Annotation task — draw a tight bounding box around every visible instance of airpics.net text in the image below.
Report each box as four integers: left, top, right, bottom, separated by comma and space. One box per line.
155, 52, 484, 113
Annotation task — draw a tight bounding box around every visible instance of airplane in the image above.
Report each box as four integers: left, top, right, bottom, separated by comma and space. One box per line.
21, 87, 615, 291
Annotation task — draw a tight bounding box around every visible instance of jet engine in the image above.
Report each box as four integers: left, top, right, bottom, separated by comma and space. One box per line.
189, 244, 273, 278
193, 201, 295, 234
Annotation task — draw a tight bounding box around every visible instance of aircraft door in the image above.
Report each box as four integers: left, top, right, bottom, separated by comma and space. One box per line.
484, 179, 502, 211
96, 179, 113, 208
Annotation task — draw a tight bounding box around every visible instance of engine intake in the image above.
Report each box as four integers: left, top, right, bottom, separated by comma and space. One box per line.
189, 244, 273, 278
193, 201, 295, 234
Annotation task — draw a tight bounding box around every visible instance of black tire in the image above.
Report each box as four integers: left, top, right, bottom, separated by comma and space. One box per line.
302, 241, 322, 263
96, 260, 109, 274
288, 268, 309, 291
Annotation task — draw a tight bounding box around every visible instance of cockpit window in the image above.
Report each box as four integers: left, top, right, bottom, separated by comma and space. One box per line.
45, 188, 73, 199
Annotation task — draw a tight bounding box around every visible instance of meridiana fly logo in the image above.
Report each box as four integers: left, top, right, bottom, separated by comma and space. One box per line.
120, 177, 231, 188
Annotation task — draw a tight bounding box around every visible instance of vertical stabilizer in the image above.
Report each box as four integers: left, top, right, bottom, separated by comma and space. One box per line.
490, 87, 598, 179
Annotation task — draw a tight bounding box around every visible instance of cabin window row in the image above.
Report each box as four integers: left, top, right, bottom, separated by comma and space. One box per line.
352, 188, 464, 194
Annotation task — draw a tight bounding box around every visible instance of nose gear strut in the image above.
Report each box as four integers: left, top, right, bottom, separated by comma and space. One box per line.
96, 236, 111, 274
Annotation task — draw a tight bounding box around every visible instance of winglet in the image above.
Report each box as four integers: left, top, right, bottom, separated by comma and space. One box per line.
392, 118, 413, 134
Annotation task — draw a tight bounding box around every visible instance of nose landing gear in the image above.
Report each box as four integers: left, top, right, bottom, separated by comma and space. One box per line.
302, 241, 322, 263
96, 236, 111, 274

◆ PROBLEM TO WORK ON
Rewrite every line in the span that opens with the line containing "intake in the image above." and closes with the line containing "45, 188, 73, 199", both ends included. Raise each bounding-box coordinate by 27 and keep all other text unchanged.

◆ RESPONSE
Annotation task — draw a tight bounding box around every visible instance of engine intake in the image above.
Report each box as four integers: left, top, right, bottom, separated by comma and space. One box per line.
216, 271, 300, 305
220, 228, 322, 261
Annotation task — draw a tight bounding box around every visible instance of black tire in the image above.
Report each box as four integers: left, top, right, bottom, separated by comma and space. One box per line.
329, 268, 349, 290
123, 287, 136, 301
315, 295, 336, 318
Annotation task — draw a tight bounding box around every visible instance of cockpit window in the image above.
Report each box as four integers: left, top, right, bottom, separated by comma and space. One box per line.
72, 215, 100, 226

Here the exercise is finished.